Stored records
------------------------

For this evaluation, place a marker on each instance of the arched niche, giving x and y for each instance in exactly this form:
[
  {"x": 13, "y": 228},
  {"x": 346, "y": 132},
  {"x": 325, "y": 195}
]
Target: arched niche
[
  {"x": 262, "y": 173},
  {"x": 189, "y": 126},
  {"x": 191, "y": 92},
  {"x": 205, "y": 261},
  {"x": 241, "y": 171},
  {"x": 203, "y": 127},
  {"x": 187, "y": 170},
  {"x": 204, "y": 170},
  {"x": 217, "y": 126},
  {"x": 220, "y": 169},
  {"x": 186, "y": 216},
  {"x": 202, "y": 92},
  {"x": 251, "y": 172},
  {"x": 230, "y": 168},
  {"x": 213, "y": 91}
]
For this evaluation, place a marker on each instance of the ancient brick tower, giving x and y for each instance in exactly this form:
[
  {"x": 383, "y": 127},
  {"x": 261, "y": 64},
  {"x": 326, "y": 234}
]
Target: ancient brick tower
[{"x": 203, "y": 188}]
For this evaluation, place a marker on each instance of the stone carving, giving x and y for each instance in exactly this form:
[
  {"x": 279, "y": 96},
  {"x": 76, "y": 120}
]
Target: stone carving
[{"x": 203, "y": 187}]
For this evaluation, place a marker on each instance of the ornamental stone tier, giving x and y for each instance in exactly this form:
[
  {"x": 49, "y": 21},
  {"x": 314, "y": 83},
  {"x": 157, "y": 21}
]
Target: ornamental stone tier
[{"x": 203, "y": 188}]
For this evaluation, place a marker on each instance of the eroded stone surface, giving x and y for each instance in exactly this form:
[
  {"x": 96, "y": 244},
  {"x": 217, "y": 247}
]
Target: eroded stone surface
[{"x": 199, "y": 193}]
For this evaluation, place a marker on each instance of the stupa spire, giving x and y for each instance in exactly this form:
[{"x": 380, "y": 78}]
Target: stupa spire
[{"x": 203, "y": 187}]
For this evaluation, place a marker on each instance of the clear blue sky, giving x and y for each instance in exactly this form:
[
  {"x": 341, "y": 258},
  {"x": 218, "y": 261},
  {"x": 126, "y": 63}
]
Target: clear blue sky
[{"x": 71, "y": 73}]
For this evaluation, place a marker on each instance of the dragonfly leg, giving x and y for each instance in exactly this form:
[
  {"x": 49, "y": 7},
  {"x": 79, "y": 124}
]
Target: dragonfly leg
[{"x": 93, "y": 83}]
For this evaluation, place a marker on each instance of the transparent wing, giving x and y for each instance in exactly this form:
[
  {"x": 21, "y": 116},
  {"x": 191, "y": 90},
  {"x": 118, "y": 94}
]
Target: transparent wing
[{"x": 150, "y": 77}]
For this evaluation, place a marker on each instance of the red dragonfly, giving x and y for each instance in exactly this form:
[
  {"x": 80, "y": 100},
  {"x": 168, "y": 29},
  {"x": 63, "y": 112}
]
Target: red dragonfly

------------------------

= Given exercise =
Copy the listing above line for line, with no changes.

= Task response =
For this evaluation, place a marker on each instance of the arched niche, giving x and y for each instance in exactly this form:
[
  {"x": 13, "y": 228},
  {"x": 346, "y": 132},
  {"x": 325, "y": 195}
]
Target: arched niche
[
  {"x": 262, "y": 173},
  {"x": 189, "y": 126},
  {"x": 191, "y": 92},
  {"x": 205, "y": 261},
  {"x": 241, "y": 171},
  {"x": 203, "y": 127},
  {"x": 187, "y": 170},
  {"x": 204, "y": 170},
  {"x": 217, "y": 126},
  {"x": 220, "y": 169},
  {"x": 186, "y": 216},
  {"x": 202, "y": 92},
  {"x": 251, "y": 172},
  {"x": 230, "y": 168},
  {"x": 213, "y": 91}
]
For this evaluation, place a marker on each instance of the ancient brick tower, giving x and y for each instance in exactly this form:
[
  {"x": 383, "y": 127},
  {"x": 261, "y": 64},
  {"x": 326, "y": 234}
]
Target: ancient brick tower
[{"x": 203, "y": 188}]
For this evaluation, place a marker on each instance of the stone carving, giving x and y for each instance in exactly this form:
[
  {"x": 279, "y": 96},
  {"x": 76, "y": 120}
]
Target: stone carving
[{"x": 203, "y": 187}]
For this evaluation, place a marker on each instance of the ornamental stone tier, giving x and y for each instance in exactly this form:
[
  {"x": 49, "y": 21},
  {"x": 314, "y": 83},
  {"x": 157, "y": 21}
]
Target: ornamental stone tier
[{"x": 203, "y": 188}]
For this evaluation, place a marker on each instance of the eroded stone surface, giving x and y for each instance in exactly this form:
[
  {"x": 96, "y": 244},
  {"x": 217, "y": 247}
]
Target: eroded stone surface
[{"x": 199, "y": 193}]
For this evaluation, place a marker on each instance of the stupa spire, giving x and y for each instance in exactly this form:
[{"x": 380, "y": 78}]
Target: stupa spire
[{"x": 203, "y": 187}]
For this evaluation, place a marker on each instance of the clear blue sky, giving x and y for each instance in exactly this form:
[
  {"x": 341, "y": 258},
  {"x": 218, "y": 261},
  {"x": 126, "y": 63}
]
Target: clear blue sky
[{"x": 71, "y": 73}]
For this evaluation, place a marker on each instance of the dragonfly leg, giving x and y for each instance in exactly this form:
[
  {"x": 49, "y": 7},
  {"x": 79, "y": 124}
]
Target: dragonfly leg
[{"x": 93, "y": 83}]
For this evaluation, place a marker on each instance of the transparent wing, giving x and y for each instance in exactly this form:
[
  {"x": 21, "y": 116},
  {"x": 191, "y": 90},
  {"x": 118, "y": 94}
]
Target: transparent wing
[{"x": 150, "y": 77}]
For this evaluation, place a marker on each instance of the red dragonfly, giving x and y for each instance in exactly this form:
[
  {"x": 80, "y": 100},
  {"x": 168, "y": 29},
  {"x": 63, "y": 112}
]
Target: red dragonfly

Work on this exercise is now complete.